**Aufgabe A:** Fasse im Text zur deutschen Industrieproduktion den Absatz, der mit „Noch schwerer wiegt“ beginnt, in Stichpunkten zusammen. Seine wichtigsten Fakten müssen erhalten bleiben.
**Aufgabe B:** Führe den Text zur deutschen Industrieproduktion im Anschluss an seinen letzten Satz weiter.

**Text zur Analyse:**
- - - -

Stärkster Produktionsrückgang seit Monaten
Die Industrieproduktion in Deutschland ist im Juni 2025 um 1,9 Prozent eingebrochen – und damit deutlich stärker als von Analysten prognostiziert. Erwartet worden war ein Minus von rund einem Prozent. Bereits im Mai hatte sich die Lage verschlechtert, sodass für das gesamte zweite Quartal ein Produktionsrückgang von rund einem Prozent verzeichnet wird. Damit ist klar: Die deutsche Industrie steckt nicht nur in einer Schwächephase, sondern befindet sich faktisch in einer ausgeprägten Rezession.
Die Bedeutung dieser Entwicklung ist enorm, da insbesondere industriestarke Bundesländer wie Rheinland-Pfalz – Sitz von Konzernen wie BASF – besonders betroffen sind. Die Hoffnungen auf eine zügige Erholung erweisen sich damit als voreilig.
Bruttoinlandsprodukt mehrfach nach unten korrigiert
Noch schwerer wiegt, dass das Statistische Bundesamt seine früheren Daten mehrfach revidieren musste. Die ursprünglich prognostizierte „Wellblech-Konjunktur“, bei der sich Wachstum und Rückgänge abwechseln, ist durch diese Korrekturen zu einer anhaltenden Negativentwicklung geworden. Laut der Nachrichtenagentur Bloomberg sprechen Ökonomen inzwischen von einer „fetten Rezession“. Frühere Lichtblicke, etwa durch vorgezogene Käufe wegen befürchteter US-Zölle, konnten die strukturellen Probleme nicht überdecken.
Breite Branchenkrise: Prognosen werden zurückgenommen
Besonders alarmierend: Eine Vielzahl bedeutender Industrieunternehmen musste zuletzt ihre Geschäftsprognosen für 2025 senken. Betroffen sind unter anderem:
- die Automobilhersteller Audi und Porsche
- die Chemieriesen BASF und Brenntag
- der Logistik-Konzern Jungheinrich
- der Stahlproduzent Salzgitter
- sowie die Pharmariesen Beiersdorf und Merck
Dass so unterschiedliche Branchen gleichermaßen betroffen sind, zeigt die tiefgreifende konjunkturelle Schwäche, die derzeit alle industriellen Kernbereiche durchzieht.

- - - -

**Informationen:**
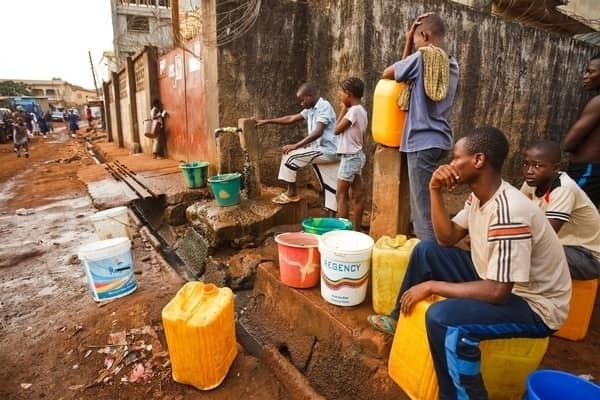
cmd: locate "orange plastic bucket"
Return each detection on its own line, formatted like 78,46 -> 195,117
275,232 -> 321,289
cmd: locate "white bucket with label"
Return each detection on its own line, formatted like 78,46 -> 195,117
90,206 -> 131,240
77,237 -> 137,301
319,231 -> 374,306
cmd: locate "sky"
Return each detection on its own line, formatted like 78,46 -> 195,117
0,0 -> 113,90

- - - -

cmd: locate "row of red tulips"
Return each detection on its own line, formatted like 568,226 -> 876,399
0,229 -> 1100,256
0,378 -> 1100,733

- - - -

**Lösung A:**
- Das Statistische Bundesamt musste seine früheren Daten mehrfach revidieren.
- Durch diese Korrekturen wurde aus der prognostizierten „Wellblech-Konjunktur“ mit abwechselndem Wachstum und Rückgang eine anhaltende Negativentwicklung.
- Laut Bloomberg sprechen Ökonomen inzwischen von einer „fetten Rezession“.
- Frühere Lichtblicke wie vorgezogene Käufe wegen befürchteter US-Zölle konnten die strukturellen Probleme nicht überdecken.

**Lösung B:**
Ökonomen warnen vor weiteren Rückschlägen
Ökonomen sehen kaum Anlass zur Hoffnung. Carsten Brzeski, Chefvolkswirt Deutschland der ING, erklärt: „Die heutigen Daten zur Industrieproduktion sind ein kalter Schauer für unsere lange gehegte Erwartung, dass sich die deutsche Industrie zumindest konjunkturell erholen wird.“ Er sieht die Talsohle noch nicht erreicht. Auch die Politik, die bisher auf eine baldige Stabilisierung hoffte, steht zunehmend unter Druck, realistische Szenarien zu formulieren und rasche Gegenmaßnahmen zu ergreifen.
Wirtschaftspolitik vor neuer Herausforderung
Mit dem erneuten Einbruch der Produktion und der Breite der betroffenen Branchen steht auch die deutsche Wirtschaftspolitik vor einem Wendepunkt. Industriearbeitsplätze, Lieferketten und Innovationsstandorte geraten zunehmend unter Druck. Die Diskussion um Investitionsanreize, Steuererleichterungen und Standortbedingungen dürfte damit in den kommenden Monaten weiter an Schärfe gewinnen.